- EXERCISE A
In the passage on Formula One resource restrictions, how many personnel will teams be limited to from January 1, 2010?
==== PASSAGE GIVEN
So the big teams will still have the advantage they just have to get by with less team members. I'm personally glad that the one size budget must fit all has been binned, like the cars in F1 over the years team individuality has been the biggest key word driving the sport. 


According to Lawrence Butcher, of IPC magazines RC Engineering, FOTAs ‘Resource Restriction Agreement' that member teams will have to abide by for the 2010 and 2011 seasons will lead mainly to limiting team personnel numbers.

From January 1, 2010, teams will be limited to 250 personnel and a maximum spend of 50 million Euros. In 2011 this number will decrease further to 180 personnel and 30 million Euros. However the budget cap excludes salaries.
========
==== GIVEN DATA
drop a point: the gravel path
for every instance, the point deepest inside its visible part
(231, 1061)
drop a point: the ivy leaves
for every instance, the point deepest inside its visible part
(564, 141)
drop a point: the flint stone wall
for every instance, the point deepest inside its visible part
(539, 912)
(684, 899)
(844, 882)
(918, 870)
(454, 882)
========
==== GIVEN DATA
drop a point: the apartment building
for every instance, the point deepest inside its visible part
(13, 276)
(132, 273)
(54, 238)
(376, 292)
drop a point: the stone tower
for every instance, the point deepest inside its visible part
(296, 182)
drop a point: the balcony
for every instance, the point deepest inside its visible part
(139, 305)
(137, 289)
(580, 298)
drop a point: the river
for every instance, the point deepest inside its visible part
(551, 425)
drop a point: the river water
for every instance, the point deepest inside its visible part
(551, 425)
========
- EXERCISE B
Which lines in the records contain the word "drop"? Find every one and copy it out.

- WRITTEN RESPONSE A
250 personnel

- WRITTEN RESPONSE B
drop a point: the gravel path
drop a point: the ivy leaves
drop a point: the flint stone wall
drop a point: the apartment building
drop a point: the stone tower
drop a point: the balcony
drop a point: the river
drop a point: the river water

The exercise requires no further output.